(EXCERPTED TEXT):
————————

The Purpose Driven Life The Purpose Driven Life centers around the Greatest Commandment (Matt 22:37-40) and the Great Commission (Matt 28:18-20). Out of these two directives, Rick Warren draws five purposes that apply to every believer. The first purpose is that every believer is designed to love God with all of their heart. Since everyone was created for God’s pleasure, their purpose is to love God through worship. The participants learn that authentic worship is not about pursuing what pleases them, but about living for what makes God smile. God smiles when one loves Him, trusts and obeys Him, worships Him, and uses their abilities for His glory. In this section, Warren gives practical suggestions for growing as a worshipper through prayer, meditation, honesty, and obedience. This is a core truth for JUMPSTART participants to learn since many of their destructive behaviors and addictions are rooted in the worship of idols. The second purpose is that every believer is directed to love their neighbor as themselves. Warren makes the case that everyone has been given a personal ministry that allows them to serve others well and put God’s love on display. The participants learn from the book that ministry is not an option for those who have surrendered their lives to Christ. They learn that serving others is a significant part of what gives one’s life meaning and significance. In this section, they also take an assessment test that helps them understand their "SHAPE": Spiritual gifts, Heart, Abilities, Personality, and Experience (pg. 236-256). This core truth for JUMPSTART participants is central because prior to incarceration, many lived as if life was all about finding personal satisfaction and fulfillment, and many were not concerned with how their behavior impacted others.

The third purpose is that every believer is responsible for living with the commission to “go and make disciples.” Since discipleship begins with receiving the Gospel, Warren makes the case that every believer has a mission in the world to share the Gospel with those they meet and know. Warren teaches that, “fulfilling the evangelistic mandate God has given you will require abandoning your life agenda for God’s, and that failing to fulfill this mandate is equivalent to wasting one’s life” (pg. 285). Participants learn about sharing their life message, which includes their testimony, the greatest life lessons they have learned, and how to articulate the Gospel in a winsome way. This truth is important for those in JUMPSTART because this God given purpose will reorient every aspect of their lives. When one lives with the mission of helping others come to know Christ, then their words and actions are directed towards this overarching purpose.

The fourth purpose finds its roots in the phrase “baptizing them in the name of the Father, and of the Son, and of the Holy Spirit.” This purpose is primarily about identifying with a local church in Biblical fellowship and living as a member in God’s family. In the Purpose Driven Life, the participants learn that fellowship is a wonderful privilege one begins to experience as one joins the family of God in a local church. Participants are expected to attend the local church within their prison and a local church after they are released. They learn that real fellowship is characterized by authenticity, mutuality, sympathy, and mercy. In this section, participants learn that cultivating this kind of community takes honesty, humility, courtesy, and confidentiality.

————————

(PROVIDED MATERIAL):

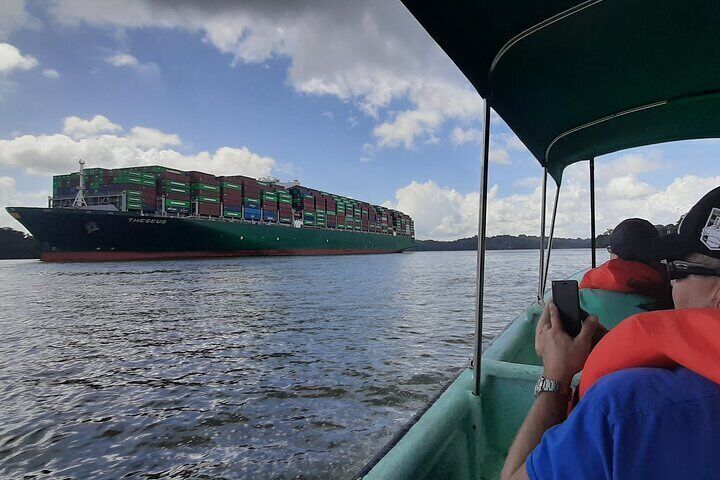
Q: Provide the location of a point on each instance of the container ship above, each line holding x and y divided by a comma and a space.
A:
155, 212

————————

(GOAL):
Extend the text on the five purposes in The Purpose Driven Life, starting right after its last sentence.

(RESPONSE):
They also learn how to resolve conflict, restore broken relationships, love others well, and protect the unity of a local church. It is critical for those in JUMPSTART to learn how to be a contributing family member in a local church. In the local church they are nourished and developed, they place themselves in a position to be accountable to other believers, and join together with other believers for encouragement as they serve God well in their community.

Lastly, the fifth purpose that JUMPSTART desires for the participants to grasp is the directive to, “teaching them to do all that I have commanded you.” Everyone redeemed by God has the purpose of growing into maturity and usefulness for the Kingdom through discipleship (Rom. 8:29). In the Purpose Driven Life, participants learn that: Discipleship is about taking on [God’s] values, attitudes, and character by allowing God to transform the way we think through His Spirit and our repentance, by abiding in God’s word, and by persevering through trouble and temptation. JUMPSTART’s first key to success is, “Live daily surrendered to Jesus Christ.” As participants posture their life with living surrendered to Christ as their primary objective, they will fulfill all of the purposes for which they were created.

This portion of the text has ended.